_Requirement:_ In each of the records below, swap "one point per instance" for "a single point for each instance" and leave everything else as it is.
[START OF Task material]
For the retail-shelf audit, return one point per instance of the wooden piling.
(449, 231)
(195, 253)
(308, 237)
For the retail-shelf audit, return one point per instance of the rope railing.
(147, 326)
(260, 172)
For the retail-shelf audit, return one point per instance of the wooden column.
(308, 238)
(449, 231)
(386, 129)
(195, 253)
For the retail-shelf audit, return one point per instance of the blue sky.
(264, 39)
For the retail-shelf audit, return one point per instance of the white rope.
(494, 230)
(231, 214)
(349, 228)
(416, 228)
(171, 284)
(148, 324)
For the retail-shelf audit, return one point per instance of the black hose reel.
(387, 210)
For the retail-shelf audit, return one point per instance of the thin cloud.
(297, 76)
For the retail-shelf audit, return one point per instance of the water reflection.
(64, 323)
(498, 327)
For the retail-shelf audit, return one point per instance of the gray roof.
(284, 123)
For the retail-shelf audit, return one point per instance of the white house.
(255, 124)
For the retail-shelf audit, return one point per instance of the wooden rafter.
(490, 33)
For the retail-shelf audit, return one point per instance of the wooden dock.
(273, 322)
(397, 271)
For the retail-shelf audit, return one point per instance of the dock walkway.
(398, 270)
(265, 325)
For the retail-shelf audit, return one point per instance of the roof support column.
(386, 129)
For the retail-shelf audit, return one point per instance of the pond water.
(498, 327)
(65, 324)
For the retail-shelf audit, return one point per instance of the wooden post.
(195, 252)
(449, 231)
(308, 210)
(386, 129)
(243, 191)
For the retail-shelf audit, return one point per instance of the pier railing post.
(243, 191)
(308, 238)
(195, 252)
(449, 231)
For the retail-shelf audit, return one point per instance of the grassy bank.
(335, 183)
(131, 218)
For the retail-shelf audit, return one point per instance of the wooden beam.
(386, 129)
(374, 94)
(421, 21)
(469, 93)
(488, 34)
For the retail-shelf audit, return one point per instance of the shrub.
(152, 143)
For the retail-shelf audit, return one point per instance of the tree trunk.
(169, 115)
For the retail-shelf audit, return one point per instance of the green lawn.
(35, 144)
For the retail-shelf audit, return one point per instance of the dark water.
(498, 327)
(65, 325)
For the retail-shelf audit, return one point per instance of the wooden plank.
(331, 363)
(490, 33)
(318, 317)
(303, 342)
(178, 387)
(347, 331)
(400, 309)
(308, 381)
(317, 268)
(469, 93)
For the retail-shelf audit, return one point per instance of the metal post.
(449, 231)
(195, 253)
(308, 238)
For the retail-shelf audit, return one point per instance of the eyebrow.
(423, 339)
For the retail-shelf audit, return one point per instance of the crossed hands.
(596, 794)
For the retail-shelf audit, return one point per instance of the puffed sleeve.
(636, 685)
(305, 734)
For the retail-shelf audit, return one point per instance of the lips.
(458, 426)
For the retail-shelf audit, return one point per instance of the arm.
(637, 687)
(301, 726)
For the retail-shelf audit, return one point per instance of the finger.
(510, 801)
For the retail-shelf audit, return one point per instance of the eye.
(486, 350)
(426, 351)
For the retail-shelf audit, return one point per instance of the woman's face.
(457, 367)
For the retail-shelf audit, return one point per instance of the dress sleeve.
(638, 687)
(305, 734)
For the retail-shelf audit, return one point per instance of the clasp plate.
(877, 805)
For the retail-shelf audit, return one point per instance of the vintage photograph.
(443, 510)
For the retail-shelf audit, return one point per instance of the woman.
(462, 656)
[END OF Task material]
_Full answer:_
For the retail-shelf audit, return a single point for each instance of the wooden piling.
(449, 231)
(195, 253)
(308, 237)
For the retail-shelf audit, return a single point for each instance of the rope railing.
(147, 326)
(260, 172)
For the retail-shelf audit, return a single point for each instance of the wooden column.
(308, 238)
(449, 231)
(386, 129)
(195, 253)
For the retail-shelf audit, return a single point for each instance of the blue sky.
(264, 39)
For the retail-shelf audit, return a single point for each instance of the white rope.
(494, 230)
(231, 214)
(349, 228)
(416, 228)
(171, 284)
(148, 324)
For the retail-shelf audit, return a single point for each instance of the black hose reel.
(387, 210)
For the retail-shelf audit, return a single point for each instance of the thin cloud.
(297, 76)
For the retail-shelf audit, return a single point for each instance of the water reflection.
(64, 323)
(498, 327)
For the retail-shelf audit, return a single point for each instance of the gray roof.
(284, 123)
For the retail-shelf audit, return a single point for each instance of the white house.
(255, 124)
For the retail-shelf audit, return a single point for each instance of the wooden rafter.
(490, 33)
For the retail-shelf audit, return a single point for each instance of the wooden dock.
(273, 322)
(397, 271)
For the retail-shelf audit, return a single point for each instance of the dock walkway.
(398, 270)
(265, 325)
For the retail-shelf audit, return a single point for each instance of the roof support column.
(386, 129)
For the retail-shelf audit, return a single point for each instance of the pond water.
(498, 327)
(65, 324)
For the retail-shelf audit, return a single point for each instance of the wooden post.
(195, 252)
(449, 231)
(308, 210)
(386, 129)
(243, 191)
For the retail-shelf audit, return a single point for each instance of the pier railing post.
(243, 191)
(308, 238)
(195, 252)
(449, 231)
For the retail-shelf audit, return a single point for each instance of the grassy bank.
(335, 183)
(131, 218)
For the retail-shelf audit, return a single point for each instance of the wooden beam.
(386, 129)
(374, 94)
(421, 21)
(469, 93)
(488, 34)
For the retail-shelf audit, return a single point for each instance of the shrub.
(152, 143)
For the retail-shelf audit, return a single point for each instance of the tree trunk.
(169, 115)
For the retail-shelf audit, return a single point for each instance of the green lawn.
(35, 144)
For the retail-shelf audit, return a single point for each instance of the dark water.
(498, 327)
(65, 325)
For the retail-shelf audit, return a single point for each instance of the wooden plank.
(331, 363)
(490, 33)
(318, 317)
(303, 342)
(178, 387)
(347, 331)
(400, 309)
(308, 381)
(317, 268)
(469, 93)
For the retail-shelf audit, return a single point for each instance of the metal post.
(449, 231)
(195, 253)
(308, 238)
For the retail-shelf audit, return a single point for each instance of the eyebrow.
(423, 339)
For the retail-shelf audit, return a single point for each instance of the crossed hands.
(596, 794)
For the retail-shelf audit, return a single point for each instance of the puffed sleeve.
(636, 685)
(305, 734)
For the retail-shelf audit, return a single point for each instance of the lips.
(458, 426)
For the retail-shelf audit, return a single point for each instance of the arm.
(637, 687)
(301, 726)
For the retail-shelf audit, return a single point for each instance of the finger.
(510, 801)
For the retail-shelf audit, return a single point for each instance of the eye.
(486, 350)
(426, 351)
For the retail-shelf audit, return a single point for each instance of the woman's face.
(457, 367)
For the retail-shelf audit, return a single point for each instance of the dress sleeve.
(638, 687)
(305, 734)
For the retail-shelf audit, return a single point for each instance of the clasp plate.
(877, 805)
For the retail-shelf audit, return a single point for each instance of the vintage photograph.
(443, 510)
For the retail-shelf audit, return a single point for each instance of the woman.
(462, 656)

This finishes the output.